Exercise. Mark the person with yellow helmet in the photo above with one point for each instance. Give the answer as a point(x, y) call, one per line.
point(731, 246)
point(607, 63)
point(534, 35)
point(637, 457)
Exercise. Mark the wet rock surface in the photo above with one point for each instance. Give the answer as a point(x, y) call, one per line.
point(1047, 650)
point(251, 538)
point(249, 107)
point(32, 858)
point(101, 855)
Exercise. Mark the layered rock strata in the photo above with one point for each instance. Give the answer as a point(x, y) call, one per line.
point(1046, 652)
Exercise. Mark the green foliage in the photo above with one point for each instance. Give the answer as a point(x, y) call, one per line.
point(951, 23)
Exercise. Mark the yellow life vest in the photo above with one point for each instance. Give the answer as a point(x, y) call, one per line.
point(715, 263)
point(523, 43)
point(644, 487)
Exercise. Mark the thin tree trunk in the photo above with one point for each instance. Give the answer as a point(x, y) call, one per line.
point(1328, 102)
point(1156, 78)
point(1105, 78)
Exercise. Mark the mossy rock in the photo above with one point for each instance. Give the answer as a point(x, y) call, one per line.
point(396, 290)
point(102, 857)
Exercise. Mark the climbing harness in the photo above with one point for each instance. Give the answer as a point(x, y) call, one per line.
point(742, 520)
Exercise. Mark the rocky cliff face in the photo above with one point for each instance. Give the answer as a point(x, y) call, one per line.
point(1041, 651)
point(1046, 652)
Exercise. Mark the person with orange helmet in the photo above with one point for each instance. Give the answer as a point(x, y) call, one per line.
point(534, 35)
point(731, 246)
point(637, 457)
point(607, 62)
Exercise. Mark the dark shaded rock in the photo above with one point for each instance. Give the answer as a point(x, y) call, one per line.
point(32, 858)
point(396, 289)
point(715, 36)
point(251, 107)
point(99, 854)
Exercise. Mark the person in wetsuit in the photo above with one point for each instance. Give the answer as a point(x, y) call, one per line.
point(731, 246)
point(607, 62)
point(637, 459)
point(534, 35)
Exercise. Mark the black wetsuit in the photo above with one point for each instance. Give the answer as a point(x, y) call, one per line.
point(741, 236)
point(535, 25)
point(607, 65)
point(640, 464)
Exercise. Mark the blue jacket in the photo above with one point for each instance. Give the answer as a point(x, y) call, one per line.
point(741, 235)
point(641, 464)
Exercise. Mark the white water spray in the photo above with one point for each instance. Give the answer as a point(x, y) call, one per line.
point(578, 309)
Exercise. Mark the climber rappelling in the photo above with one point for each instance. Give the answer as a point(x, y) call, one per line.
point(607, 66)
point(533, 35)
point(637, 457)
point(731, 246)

::::::

The task: Express all of the data above as a JSON list of strings, one string per line, leaving out any blank lines.

Output for this task:
[
  "Exercise. Mark the person with yellow helmet in the photo above with one point for each instance. Give the answer as a point(x, y) call, one per line.",
  "point(731, 246)",
  "point(607, 63)",
  "point(534, 35)",
  "point(637, 457)",
  "Exercise. Mark the wet rock surface in the photo above with one point for each instance. Give the answer as a point(x, y) call, one per line.",
  "point(1047, 650)",
  "point(251, 538)",
  "point(249, 107)",
  "point(32, 858)",
  "point(101, 855)",
  "Exercise. Mark the layered rock strata in the photo above with one point for each instance. Give the answer as a point(x, y) call, one per line.",
  "point(1046, 652)",
  "Exercise. Mark the green foliage in the photo above with one point for each instance. Give the answer as a point(x, y) call, one per line.",
  "point(951, 23)",
  "Exercise. Mark the yellow life vest in the photo above with one point for each instance. Give the answer as a point(x, y) call, one per line.",
  "point(715, 263)",
  "point(523, 43)",
  "point(644, 487)",
  "Exercise. Mark the thin tree trunk in the photo above with one point for each instance. Give the answer as a point(x, y) call, one per line.",
  "point(1328, 102)",
  "point(1156, 78)",
  "point(1105, 78)",
  "Exercise. Mark the mossy rock in the photo above with one point for each instance. Give the answer as a point(x, y) call, one per line.",
  "point(396, 290)",
  "point(102, 857)",
  "Exercise. Mark the climbing harness in the photo above with one point for each instance. Give the answer as a point(x, y) call, one per line.",
  "point(742, 520)",
  "Exercise. Mark the rocky cliff face in the photo above with one point for each instance. Give the answer as a point(x, y) call, one per line.",
  "point(1041, 651)",
  "point(1046, 652)",
  "Exercise. Mark the person with orange helmet in the photo above with one point for each instance. Give the answer as a point(x, y) call, one per line.",
  "point(534, 35)",
  "point(731, 246)",
  "point(637, 457)",
  "point(607, 62)",
  "Exercise. Mark the dark shaded rock in the photo above with one point for each instance. Give the answer as a point(x, y) call, one per line.",
  "point(32, 858)",
  "point(396, 289)",
  "point(715, 36)",
  "point(251, 107)",
  "point(99, 854)",
  "Exercise. Mark the person in wetsuit in the photo above with one point for each instance. Give the answer as a point(x, y) call, one per line.",
  "point(731, 246)",
  "point(607, 62)",
  "point(637, 459)",
  "point(534, 35)",
  "Exercise. Mark the black wetsuit in the photo above with one point for each instance. Give the answer as a point(x, y) call, one per line.",
  "point(741, 236)",
  "point(535, 25)",
  "point(607, 65)",
  "point(640, 464)",
  "Exercise. Mark the blue jacket in the photo above with one point for each instance. Give the answer as a point(x, y) call, one per line.",
  "point(741, 235)",
  "point(641, 464)",
  "Exercise. Mark the white water spray in the photo above with one point for each instance. Give the answer as a point(x, y) call, one per line.",
  "point(578, 309)",
  "Exercise. Mark the climber rappelling in the photo above with one point for each instance. Give the answer as a point(x, y) call, one per line.",
  "point(607, 66)",
  "point(533, 35)",
  "point(637, 457)",
  "point(731, 246)"
]